Records for this exercise:
--------

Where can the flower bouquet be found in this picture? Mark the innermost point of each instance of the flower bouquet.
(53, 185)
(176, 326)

--------

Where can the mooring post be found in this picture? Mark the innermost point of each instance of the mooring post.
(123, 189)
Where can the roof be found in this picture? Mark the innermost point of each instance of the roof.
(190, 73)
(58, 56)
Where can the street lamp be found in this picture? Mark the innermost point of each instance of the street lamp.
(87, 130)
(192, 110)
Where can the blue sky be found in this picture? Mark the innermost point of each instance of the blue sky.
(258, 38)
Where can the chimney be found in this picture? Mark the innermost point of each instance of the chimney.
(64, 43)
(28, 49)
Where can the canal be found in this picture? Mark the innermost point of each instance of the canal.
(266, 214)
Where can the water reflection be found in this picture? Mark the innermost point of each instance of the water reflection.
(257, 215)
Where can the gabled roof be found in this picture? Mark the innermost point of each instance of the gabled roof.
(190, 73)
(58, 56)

--------

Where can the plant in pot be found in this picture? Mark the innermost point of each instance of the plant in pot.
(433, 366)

--------

Work to complete:
How many rows contain the string "roof"? Reply with the number alone.

Result:
2